Count the lines in the records below that contain the word "decorative". Give only the number.

MATERIAL PROVIDED →
==============================

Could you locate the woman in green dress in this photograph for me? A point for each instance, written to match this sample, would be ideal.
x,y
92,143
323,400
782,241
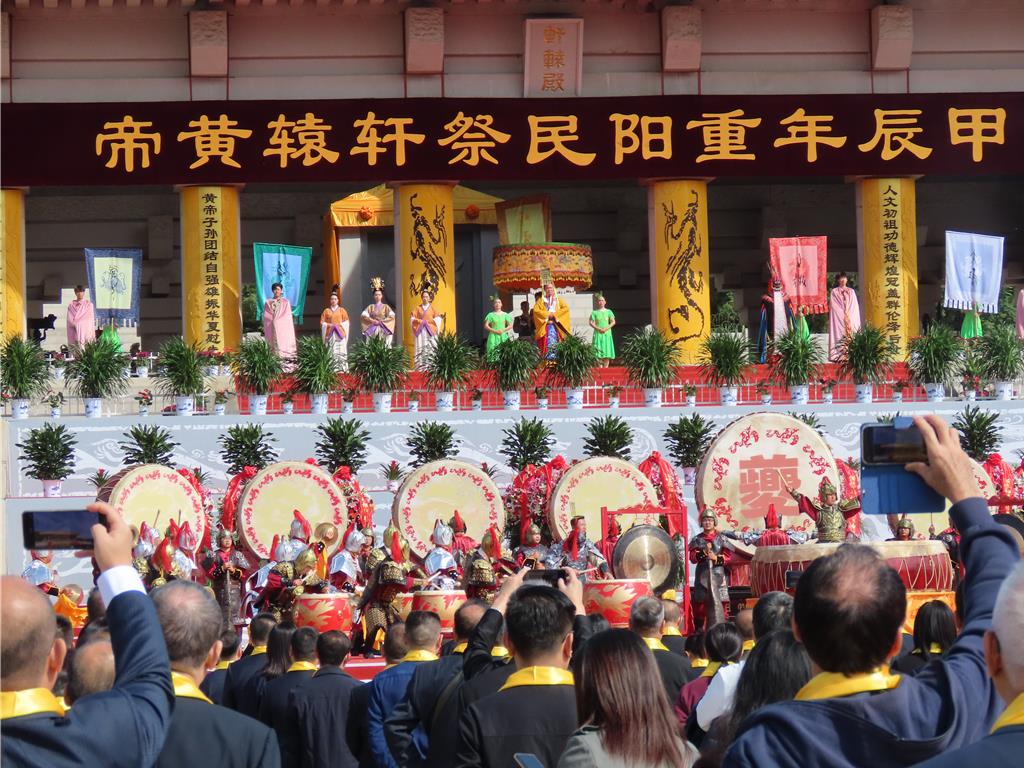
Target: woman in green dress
x,y
498,325
602,321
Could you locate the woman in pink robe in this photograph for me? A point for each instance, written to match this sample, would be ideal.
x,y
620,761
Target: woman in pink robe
x,y
81,320
279,328
844,314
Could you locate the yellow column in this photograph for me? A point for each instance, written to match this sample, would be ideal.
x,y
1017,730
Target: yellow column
x,y
12,311
424,237
889,257
680,272
211,266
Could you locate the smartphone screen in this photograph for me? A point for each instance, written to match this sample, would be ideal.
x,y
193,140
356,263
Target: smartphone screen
x,y
884,443
64,529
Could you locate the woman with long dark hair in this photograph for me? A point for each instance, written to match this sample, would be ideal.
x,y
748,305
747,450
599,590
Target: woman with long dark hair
x,y
624,711
934,633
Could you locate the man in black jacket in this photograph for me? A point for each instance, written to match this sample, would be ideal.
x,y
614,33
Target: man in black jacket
x,y
321,707
124,726
202,733
275,705
245,674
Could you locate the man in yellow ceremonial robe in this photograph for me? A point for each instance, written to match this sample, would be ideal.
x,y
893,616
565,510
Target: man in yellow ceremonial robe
x,y
551,321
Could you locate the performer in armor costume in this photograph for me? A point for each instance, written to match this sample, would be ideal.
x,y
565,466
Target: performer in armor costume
x,y
711,580
828,513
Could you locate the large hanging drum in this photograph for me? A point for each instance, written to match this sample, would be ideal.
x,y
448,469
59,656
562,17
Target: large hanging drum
x,y
155,495
743,470
268,499
435,491
593,483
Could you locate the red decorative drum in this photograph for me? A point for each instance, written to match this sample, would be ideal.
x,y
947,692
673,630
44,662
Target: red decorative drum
x,y
442,602
323,612
612,598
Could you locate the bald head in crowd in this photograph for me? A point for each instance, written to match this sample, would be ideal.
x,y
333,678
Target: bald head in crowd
x,y
32,652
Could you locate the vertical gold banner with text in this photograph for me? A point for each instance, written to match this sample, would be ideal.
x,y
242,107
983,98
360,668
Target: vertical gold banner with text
x,y
12,311
680,271
424,252
211,267
889,271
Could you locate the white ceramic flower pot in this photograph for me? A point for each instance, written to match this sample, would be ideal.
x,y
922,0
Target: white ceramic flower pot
x,y
573,398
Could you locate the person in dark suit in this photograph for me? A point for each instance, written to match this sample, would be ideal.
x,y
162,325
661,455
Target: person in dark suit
x,y
275,704
202,733
647,621
249,669
122,727
213,684
321,707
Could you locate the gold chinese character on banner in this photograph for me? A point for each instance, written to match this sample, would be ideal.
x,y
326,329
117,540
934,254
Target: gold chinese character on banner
x,y
977,127
651,130
724,134
304,138
554,133
896,129
370,138
809,129
125,139
472,137
214,138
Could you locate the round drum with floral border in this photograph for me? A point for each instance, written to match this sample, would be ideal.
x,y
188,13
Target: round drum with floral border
x,y
597,482
435,491
744,468
268,499
155,495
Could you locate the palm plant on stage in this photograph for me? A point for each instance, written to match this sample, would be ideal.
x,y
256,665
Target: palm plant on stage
x,y
147,444
342,443
608,435
526,441
247,445
430,441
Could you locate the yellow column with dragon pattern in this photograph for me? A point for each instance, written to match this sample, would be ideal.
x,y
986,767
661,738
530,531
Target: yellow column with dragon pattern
x,y
424,242
680,272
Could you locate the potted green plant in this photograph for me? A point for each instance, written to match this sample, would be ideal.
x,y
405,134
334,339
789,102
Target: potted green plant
x,y
514,364
257,369
315,371
651,361
866,355
572,365
688,439
97,372
380,369
795,361
935,359
180,376
1001,353
48,454
24,374
449,366
724,358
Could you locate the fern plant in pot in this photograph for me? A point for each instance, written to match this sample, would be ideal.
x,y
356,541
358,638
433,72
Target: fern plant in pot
x,y
48,454
449,366
866,356
256,368
651,361
724,358
180,374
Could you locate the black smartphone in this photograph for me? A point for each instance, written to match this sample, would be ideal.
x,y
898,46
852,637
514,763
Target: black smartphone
x,y
60,529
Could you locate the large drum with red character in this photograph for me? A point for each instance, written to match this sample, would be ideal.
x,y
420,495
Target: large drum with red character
x,y
612,598
323,612
924,565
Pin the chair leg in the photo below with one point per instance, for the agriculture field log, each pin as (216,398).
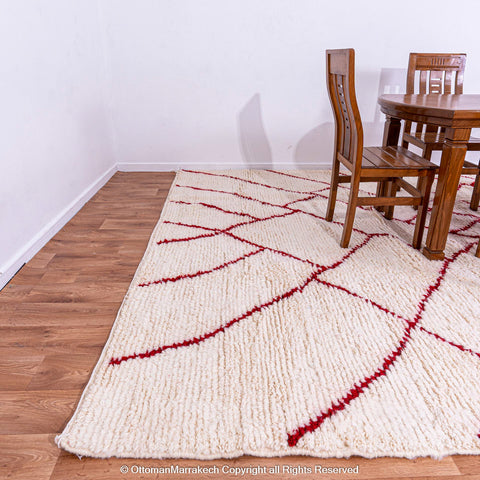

==============================

WRITTEN RESPONSE → 2